[Exercise prompt]: Transcribe the listing below exactly, without pictures.

[Exercise material]:
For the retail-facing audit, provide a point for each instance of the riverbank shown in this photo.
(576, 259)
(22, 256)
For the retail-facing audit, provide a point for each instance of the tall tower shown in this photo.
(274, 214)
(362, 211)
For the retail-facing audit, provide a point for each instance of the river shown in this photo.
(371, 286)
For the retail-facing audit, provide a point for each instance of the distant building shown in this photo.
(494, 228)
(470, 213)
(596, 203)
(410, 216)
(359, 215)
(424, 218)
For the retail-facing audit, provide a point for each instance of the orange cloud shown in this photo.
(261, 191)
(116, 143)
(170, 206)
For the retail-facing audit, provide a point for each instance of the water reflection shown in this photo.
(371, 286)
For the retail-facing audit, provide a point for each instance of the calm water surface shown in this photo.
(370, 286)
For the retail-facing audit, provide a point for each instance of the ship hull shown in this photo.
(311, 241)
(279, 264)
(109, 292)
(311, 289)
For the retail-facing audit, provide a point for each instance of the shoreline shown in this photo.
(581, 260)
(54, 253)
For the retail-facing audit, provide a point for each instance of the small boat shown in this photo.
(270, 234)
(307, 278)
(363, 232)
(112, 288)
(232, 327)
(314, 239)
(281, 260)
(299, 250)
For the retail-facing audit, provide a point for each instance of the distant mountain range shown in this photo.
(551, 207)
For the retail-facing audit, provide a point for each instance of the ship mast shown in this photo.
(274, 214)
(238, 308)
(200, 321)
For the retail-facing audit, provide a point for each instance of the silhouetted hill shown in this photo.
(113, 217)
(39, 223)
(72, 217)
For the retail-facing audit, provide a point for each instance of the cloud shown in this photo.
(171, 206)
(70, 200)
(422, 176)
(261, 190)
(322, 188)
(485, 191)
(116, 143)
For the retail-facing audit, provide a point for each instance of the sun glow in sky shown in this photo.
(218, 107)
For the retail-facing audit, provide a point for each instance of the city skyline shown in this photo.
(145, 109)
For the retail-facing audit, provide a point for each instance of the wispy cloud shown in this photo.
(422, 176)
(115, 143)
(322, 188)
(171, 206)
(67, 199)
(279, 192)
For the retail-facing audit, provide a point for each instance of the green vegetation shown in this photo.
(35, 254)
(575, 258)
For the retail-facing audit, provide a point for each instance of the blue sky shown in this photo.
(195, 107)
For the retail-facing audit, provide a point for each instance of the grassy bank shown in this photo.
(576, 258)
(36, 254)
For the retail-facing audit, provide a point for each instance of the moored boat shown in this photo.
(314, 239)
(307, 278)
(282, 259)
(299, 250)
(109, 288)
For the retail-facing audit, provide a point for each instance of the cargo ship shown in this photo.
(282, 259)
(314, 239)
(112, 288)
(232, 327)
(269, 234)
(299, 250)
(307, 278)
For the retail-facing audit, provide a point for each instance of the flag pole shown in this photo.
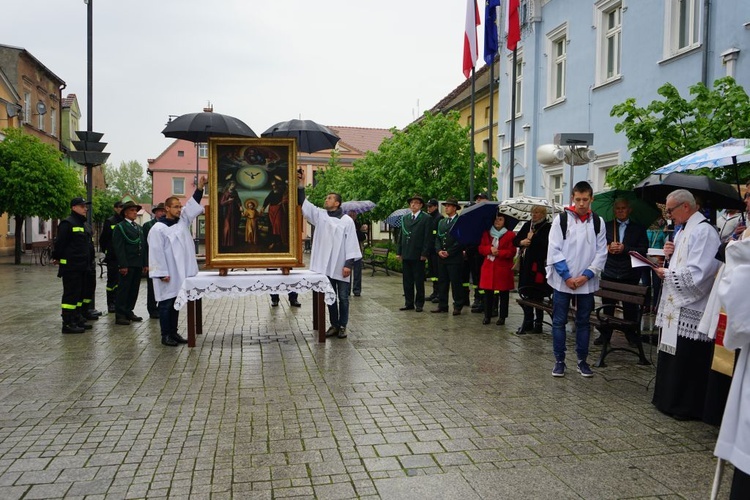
(512, 125)
(471, 167)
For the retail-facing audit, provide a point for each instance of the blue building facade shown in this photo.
(578, 58)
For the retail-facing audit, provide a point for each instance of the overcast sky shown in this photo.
(338, 62)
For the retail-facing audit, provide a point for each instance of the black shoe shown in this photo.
(168, 341)
(332, 330)
(70, 328)
(178, 338)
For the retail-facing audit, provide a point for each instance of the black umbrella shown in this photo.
(311, 136)
(713, 194)
(198, 127)
(477, 219)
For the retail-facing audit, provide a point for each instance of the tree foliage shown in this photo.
(129, 178)
(673, 127)
(35, 181)
(430, 158)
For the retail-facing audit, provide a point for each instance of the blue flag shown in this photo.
(490, 30)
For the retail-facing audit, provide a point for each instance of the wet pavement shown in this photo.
(411, 405)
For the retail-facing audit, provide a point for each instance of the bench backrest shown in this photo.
(631, 294)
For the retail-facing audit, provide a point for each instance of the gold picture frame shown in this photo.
(253, 220)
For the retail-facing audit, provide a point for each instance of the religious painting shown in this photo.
(254, 218)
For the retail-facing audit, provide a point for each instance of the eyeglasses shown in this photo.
(670, 210)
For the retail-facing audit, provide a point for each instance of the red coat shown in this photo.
(497, 274)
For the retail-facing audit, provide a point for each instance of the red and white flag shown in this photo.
(471, 47)
(513, 24)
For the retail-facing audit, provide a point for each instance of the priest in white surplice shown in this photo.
(684, 353)
(335, 248)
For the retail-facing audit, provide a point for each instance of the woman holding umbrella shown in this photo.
(496, 276)
(532, 240)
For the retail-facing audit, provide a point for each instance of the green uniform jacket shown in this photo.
(128, 245)
(414, 242)
(445, 241)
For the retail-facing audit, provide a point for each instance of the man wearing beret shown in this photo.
(412, 250)
(130, 253)
(451, 263)
(73, 252)
(105, 246)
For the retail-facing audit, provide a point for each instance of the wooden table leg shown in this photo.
(319, 315)
(191, 323)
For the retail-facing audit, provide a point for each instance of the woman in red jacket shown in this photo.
(496, 277)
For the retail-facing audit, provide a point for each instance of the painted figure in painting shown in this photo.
(277, 203)
(251, 214)
(230, 209)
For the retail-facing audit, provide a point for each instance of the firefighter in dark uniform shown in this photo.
(451, 261)
(158, 212)
(105, 246)
(129, 248)
(73, 253)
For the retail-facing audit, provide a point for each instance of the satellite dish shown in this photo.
(11, 109)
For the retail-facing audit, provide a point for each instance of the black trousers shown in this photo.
(413, 280)
(450, 275)
(127, 293)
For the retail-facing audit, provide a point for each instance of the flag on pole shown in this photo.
(471, 50)
(490, 30)
(513, 24)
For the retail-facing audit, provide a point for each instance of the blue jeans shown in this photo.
(560, 308)
(339, 310)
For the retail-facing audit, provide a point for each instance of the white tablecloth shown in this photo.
(237, 284)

[Reply to the task]:
For the retail-facing audit, provide a point for each instance of the riverbank shown in this photo.
(576, 259)
(22, 256)
For the retail-facing audit, provide a point for each instance of the tall tower shown in this photo.
(274, 214)
(362, 211)
For the retail-facing audit, provide a point for each instance of the river shown in this photo.
(371, 286)
For the retail-facing audit, provide a point for each instance of the distant building shown in this photo.
(494, 228)
(470, 213)
(596, 203)
(410, 216)
(359, 215)
(424, 218)
For the retail-facing audit, provide a point for each instance of the orange cloud shown in this photo.
(261, 191)
(116, 143)
(170, 206)
For the retail-facing audit, provide a point for each instance of the water reflection shown in this photo.
(371, 286)
For the retail-facing audit, provide a point for each instance of the calm water surface shown in this photo.
(370, 286)
For the retail-facing audit, provide a point for each instance of the ship hull shown in this photo.
(311, 241)
(279, 264)
(109, 292)
(311, 289)
For the retail-facing audit, provide a point for each instance of the shoreline shown in this photo.
(581, 260)
(54, 253)
For the retail-facing audit, provide a point for each instance of the small boat shown in this photo.
(270, 234)
(307, 278)
(363, 232)
(112, 288)
(232, 327)
(314, 239)
(281, 260)
(299, 250)
For the retail-facing audit, provide a point for each instance of the distant mountain range shown in this photo.
(551, 207)
For the retail-facing audit, provide a point for each instance of the ship mast shown in this photo.
(274, 214)
(238, 308)
(200, 321)
For the retail-facing audit, provide a point for each instance of the silhouetted hill shown in this photo.
(113, 217)
(39, 223)
(72, 217)
For the retail-facing audit, provide a point for each instance of the cloud shown in this photo.
(171, 206)
(70, 200)
(422, 176)
(261, 190)
(322, 188)
(485, 191)
(116, 143)
For the retail-facing audit, provide a point for each instance of the sun glow in sky shown in this photo.
(218, 107)
For the retail-facing audit, provide a point for each instance of the city skyline shown in this photo.
(145, 109)
For the retail-facing audit, provide a point for each instance of the wispy cloud shown in this photo.
(422, 176)
(115, 143)
(322, 188)
(171, 206)
(67, 199)
(279, 192)
For the retail-facing audit, provide a point for each instance of the green vegetation shown in this photo.
(35, 254)
(575, 258)
For the retail-facing audit, provide a point for each instance of the blue sky shown in this photo.
(195, 107)
For the retail-facing audit, provide a point for each instance of the grassy bank shown in this photo.
(576, 258)
(36, 254)
For the retail-facing audit, provide a point for each instance of the moored boat shown in this photo.
(314, 239)
(307, 278)
(282, 259)
(299, 250)
(109, 288)
For the retail-facing audit, provide a point for each instance of the cargo ship shown in this photo.
(282, 259)
(314, 239)
(112, 288)
(232, 327)
(269, 234)
(299, 250)
(307, 278)
For the retail-facing audit, provide a point for each instance of the flag pole shown in this photo.
(512, 125)
(471, 167)
For the retail-facing audit, provide a point for each instance of the blue building facade shown in this photo.
(578, 58)
For the retail-facing audit, provide a point for each instance of the overcast sky shown in this photo.
(338, 62)
For the retail-facing audit, provide a point for each instance of the black shoe shown in this photo.
(168, 341)
(332, 330)
(70, 328)
(178, 338)
For the retail-facing audit, provide a point for each instance of the black umbrella shown in this photo.
(311, 136)
(713, 194)
(198, 127)
(477, 219)
For the retail-facing audit, provide a point for each instance of the tree foliage shown in this photo.
(129, 178)
(673, 127)
(35, 181)
(430, 158)
For the retail-facing audit, provide a point for each instance of the blue flag shown in this photo.
(490, 30)
For the retail-facing audit, provide a point for each instance of the wet pavement shown in this photo.
(411, 405)
For the retail-facing audit, provide a point for each instance of the bench backrest shown in this photo.
(631, 294)
For the retail-facing audit, provide a point for each instance of the gold picture frame shown in this photo.
(253, 220)
For the retail-facing audit, provide a point for each instance of the religious painting shown in this photo.
(254, 218)
For the retail-facing audit, provide a point for each instance of the eyeglasses shown in this photo.
(670, 210)
For the retail-facing audit, provide a point for each instance of the red coat shown in this photo.
(497, 274)
For the retail-facing audit, provide a point for each instance of the red and white flag shown in this photo.
(471, 47)
(513, 24)
For the retail-facing audit, provide a point for each instance of the priest in white surplice shown in this photo.
(684, 353)
(335, 248)
For the retail-facing audit, provide a point for each instance of the woman holding umbrella shown in this photo.
(496, 276)
(532, 240)
For the retail-facing audit, provide a point for each instance of the green uniform jacket shown in this photo.
(128, 245)
(414, 242)
(445, 241)
For the retail-facing audit, provide a point for each instance of the man wearing beret shown in this photo.
(412, 250)
(130, 253)
(451, 263)
(73, 252)
(105, 246)
For the retail-facing audit, provide a point for each instance of the wooden table leg shown in this photo.
(319, 315)
(191, 323)
For the retail-facing audit, provide a point for each instance of the woman in red jacket shown in this photo.
(496, 277)
For the retail-facing audit, provide a point for each instance of the painted figure in painting shown in this photo.
(277, 203)
(251, 214)
(230, 209)
For the retail-facing audit, provide a point for each instance of the firefighter in dark uniform shown in this photo.
(451, 261)
(158, 212)
(105, 246)
(129, 248)
(73, 253)
For the retail-facing audit, provide a point for each instance of the satellite dish shown in this photo.
(11, 109)
For the retail-facing audit, provide a point for each instance of the black trousers shown in this photo.
(413, 280)
(450, 275)
(127, 293)
For the retail-facing audit, provide a point for each instance of the flag on pole shown in this photo.
(471, 50)
(490, 30)
(513, 24)
For the retail-facing audit, provide a point for each instance of the blue jeans shown in this photo.
(560, 308)
(339, 310)
For the retail-facing audit, provide a point for each instance of the white tablecloth shown in this photo.
(237, 284)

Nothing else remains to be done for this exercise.